Work required: Go through the records below and write each one out again unchanged.

- - - -

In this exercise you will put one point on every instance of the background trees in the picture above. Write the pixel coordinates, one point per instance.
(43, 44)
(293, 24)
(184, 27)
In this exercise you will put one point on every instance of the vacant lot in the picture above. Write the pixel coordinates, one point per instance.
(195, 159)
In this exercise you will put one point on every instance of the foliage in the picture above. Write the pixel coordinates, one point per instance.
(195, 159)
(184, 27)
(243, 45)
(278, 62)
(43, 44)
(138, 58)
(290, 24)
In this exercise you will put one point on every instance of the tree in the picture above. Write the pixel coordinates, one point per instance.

- - - -

Solution to this task:
In this exercise you will put one point on every instance of the background trees in the picture above. Write the pixel coordinates, one point per instance.
(43, 44)
(293, 24)
(184, 27)
In this exercise you will put one point on every instance of the vacant lot in the picture above. Write the pixel coordinates, one point per instance.
(195, 159)
In this exercise you will put one point on every instance of the foliage in the picture above. Write the pixel coordinates, one point per instance.
(195, 159)
(184, 27)
(243, 45)
(278, 62)
(43, 44)
(138, 58)
(290, 24)
In this exercise you will put one point on every instance of the tree in the picture above. Write the pixel coordinates, one point per instance.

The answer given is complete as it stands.